> **EXCERPT PROVIDED**
BEGIN

What Interstellar taught me about being a father

What Interstellar Taught Me About Being a Father

What is missing from the future you imagine?

I don’t consider myself a fan of Matthew McConaughey. Maybe I’m a bit insecure of men who are far more rich and handsome than me and want no part of making them richer. It’s possible.

Given my aversion to McConaughey, it came as a surprise when I was sucked into the trailer for Interstellar. The movie didn’t disappoint on the big screen; close calls with black holes, waterworld alien planets, and an earth saving mission, even John Lithgow. It was an epic.

I don’t typically watch movies multiple times. Sure, if I stumble across the Goonies or Shawshank Redemption my night will be spoken for, but typically, I’m one-and-done. I bought Interstellar on DVD. Maybe that helped McConaughey buy another Mai Tai but that was a risk I was willing to take.

When watching at home, it felt like a completely different movie. Sure, it was less immersive on the smaller screen but that wasn’t it. I saw a different narrative which affected me in an entirely new way.

The plot centers around a single father of two and retired pilot Cooper (McConaughey). Earth is slowly dying. Coop is recruited to lead a mission to discover habitable planets outside our solar system.

There’s a big problem for Coop though, interstellar travel takes a long time and he has two kids under the age of 16. Then there’s a bigger problem, because of the theory of relativity (thanks, Einstein), he knows that his time away will be longer on earth by a factor of at least five. After returning from a five year mission, he and his 11-year-old daughter Murph could be the same age.

END

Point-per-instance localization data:
BEGIN

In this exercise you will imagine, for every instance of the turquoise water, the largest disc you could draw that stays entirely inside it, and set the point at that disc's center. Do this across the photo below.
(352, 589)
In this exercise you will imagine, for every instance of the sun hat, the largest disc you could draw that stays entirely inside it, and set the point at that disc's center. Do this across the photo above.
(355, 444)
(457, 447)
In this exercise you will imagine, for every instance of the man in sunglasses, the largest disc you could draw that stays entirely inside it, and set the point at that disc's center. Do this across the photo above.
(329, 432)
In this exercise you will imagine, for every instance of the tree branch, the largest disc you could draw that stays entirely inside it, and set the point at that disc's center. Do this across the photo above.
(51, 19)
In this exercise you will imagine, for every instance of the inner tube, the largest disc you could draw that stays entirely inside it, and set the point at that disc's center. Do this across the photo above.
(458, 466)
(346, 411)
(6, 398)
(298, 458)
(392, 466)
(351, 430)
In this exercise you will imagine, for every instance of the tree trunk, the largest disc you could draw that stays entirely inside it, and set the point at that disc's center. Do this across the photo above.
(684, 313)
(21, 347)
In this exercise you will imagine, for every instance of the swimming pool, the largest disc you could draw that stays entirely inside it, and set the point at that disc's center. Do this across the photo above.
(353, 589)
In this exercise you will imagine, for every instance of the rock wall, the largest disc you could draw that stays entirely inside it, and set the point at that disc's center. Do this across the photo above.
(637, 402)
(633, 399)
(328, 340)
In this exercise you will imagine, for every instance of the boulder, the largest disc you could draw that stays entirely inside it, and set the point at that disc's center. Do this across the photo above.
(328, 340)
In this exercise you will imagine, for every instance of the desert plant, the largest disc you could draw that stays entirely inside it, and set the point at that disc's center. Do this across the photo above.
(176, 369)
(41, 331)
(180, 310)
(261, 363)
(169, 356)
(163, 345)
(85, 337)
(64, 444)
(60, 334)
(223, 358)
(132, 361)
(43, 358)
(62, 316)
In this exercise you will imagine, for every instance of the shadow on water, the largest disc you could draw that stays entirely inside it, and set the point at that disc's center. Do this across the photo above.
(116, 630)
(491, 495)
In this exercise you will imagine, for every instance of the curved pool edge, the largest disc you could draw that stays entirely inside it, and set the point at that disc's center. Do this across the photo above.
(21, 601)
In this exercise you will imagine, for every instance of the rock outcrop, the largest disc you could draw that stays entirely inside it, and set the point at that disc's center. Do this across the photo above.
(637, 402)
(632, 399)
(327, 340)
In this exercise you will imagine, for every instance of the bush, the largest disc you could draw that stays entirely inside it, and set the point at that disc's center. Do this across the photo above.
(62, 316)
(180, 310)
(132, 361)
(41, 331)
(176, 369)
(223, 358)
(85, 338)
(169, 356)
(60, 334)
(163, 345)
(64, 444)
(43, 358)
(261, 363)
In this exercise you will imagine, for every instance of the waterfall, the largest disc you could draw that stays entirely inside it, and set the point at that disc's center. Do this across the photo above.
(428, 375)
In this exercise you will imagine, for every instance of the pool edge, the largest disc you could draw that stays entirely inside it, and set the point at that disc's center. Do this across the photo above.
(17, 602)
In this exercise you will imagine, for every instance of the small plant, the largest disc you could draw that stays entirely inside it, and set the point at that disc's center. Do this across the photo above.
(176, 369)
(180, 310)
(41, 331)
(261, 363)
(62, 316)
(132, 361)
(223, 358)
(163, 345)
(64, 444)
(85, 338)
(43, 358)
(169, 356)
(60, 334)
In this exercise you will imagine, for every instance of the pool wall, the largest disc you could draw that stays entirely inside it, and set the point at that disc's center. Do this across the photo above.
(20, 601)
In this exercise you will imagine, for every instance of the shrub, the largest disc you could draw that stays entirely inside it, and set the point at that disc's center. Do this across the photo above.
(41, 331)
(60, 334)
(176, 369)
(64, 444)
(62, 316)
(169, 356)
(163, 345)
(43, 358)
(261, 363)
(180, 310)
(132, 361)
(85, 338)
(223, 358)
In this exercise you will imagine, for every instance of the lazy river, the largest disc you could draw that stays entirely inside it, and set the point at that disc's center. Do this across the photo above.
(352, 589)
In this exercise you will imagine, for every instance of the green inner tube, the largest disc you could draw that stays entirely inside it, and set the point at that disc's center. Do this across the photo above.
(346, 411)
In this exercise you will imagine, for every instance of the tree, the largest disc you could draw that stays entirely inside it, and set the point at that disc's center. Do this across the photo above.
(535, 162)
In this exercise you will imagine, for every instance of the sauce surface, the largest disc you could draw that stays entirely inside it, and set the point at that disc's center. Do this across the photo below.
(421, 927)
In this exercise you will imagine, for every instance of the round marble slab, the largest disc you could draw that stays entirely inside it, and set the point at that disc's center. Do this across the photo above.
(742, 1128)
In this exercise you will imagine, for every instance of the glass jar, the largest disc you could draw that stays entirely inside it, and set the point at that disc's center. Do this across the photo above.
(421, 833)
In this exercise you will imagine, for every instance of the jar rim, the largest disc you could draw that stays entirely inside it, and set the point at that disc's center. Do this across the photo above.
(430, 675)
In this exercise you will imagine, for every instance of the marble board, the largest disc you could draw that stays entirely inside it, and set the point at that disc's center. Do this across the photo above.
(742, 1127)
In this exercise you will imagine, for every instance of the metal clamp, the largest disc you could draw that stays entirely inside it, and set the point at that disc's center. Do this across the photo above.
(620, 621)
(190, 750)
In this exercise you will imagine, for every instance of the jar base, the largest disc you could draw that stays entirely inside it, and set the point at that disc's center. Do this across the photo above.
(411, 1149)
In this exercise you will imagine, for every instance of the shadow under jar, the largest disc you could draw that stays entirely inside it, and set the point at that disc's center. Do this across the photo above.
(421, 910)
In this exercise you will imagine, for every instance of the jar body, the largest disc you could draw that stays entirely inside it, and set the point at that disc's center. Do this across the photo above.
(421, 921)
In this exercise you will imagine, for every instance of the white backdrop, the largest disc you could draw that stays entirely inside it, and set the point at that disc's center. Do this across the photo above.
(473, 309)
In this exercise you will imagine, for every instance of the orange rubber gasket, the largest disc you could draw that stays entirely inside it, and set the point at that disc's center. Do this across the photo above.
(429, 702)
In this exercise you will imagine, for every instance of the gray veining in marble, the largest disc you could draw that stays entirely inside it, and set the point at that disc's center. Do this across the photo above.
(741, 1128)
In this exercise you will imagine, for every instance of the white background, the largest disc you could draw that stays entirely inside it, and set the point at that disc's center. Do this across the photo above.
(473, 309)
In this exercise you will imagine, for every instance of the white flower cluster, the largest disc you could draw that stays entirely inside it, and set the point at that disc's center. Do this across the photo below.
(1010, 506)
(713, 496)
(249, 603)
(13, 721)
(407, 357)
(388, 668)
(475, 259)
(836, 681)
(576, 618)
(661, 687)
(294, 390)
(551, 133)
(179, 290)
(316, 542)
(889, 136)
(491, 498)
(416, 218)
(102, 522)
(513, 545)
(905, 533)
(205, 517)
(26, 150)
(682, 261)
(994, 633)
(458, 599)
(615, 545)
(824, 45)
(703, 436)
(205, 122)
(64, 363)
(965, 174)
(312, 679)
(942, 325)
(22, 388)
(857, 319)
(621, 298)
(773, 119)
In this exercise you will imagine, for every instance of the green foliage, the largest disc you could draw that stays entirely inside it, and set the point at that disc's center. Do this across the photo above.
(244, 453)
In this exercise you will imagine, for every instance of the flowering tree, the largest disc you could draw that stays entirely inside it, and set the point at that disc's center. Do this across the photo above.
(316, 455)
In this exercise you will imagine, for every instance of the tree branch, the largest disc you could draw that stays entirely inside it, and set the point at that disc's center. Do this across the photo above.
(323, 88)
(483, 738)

END

> **ACTIVITY A**
In the Interstellar essay, rewrite the passage from "I don’t typically" to "entirely new way.", replacing "DVD" with "Blu-ray".
> **ACTIVITY B**
Which movie titles does the Interstellar essay mention?

> **ANSWER SECTION A**
I don’t typically watch movies multiple times. Sure, if I stumble across the Goonies or Shawshank Redemption my night will be spoken for, but typically, I’m one-and-done. I bought Interstellar on Blu-ray. Maybe that helped McConaughey buy another Mai Tai but that was a risk I was willing to take.

When watching at home, it felt like a completely different movie. Sure, it was less immersive on the smaller screen but that wasn’t it. I saw a different narrative which affected me in an entirely new way.

> **ANSWER SECTION B**
Interstellar, the Goonies, Shawshank Redemption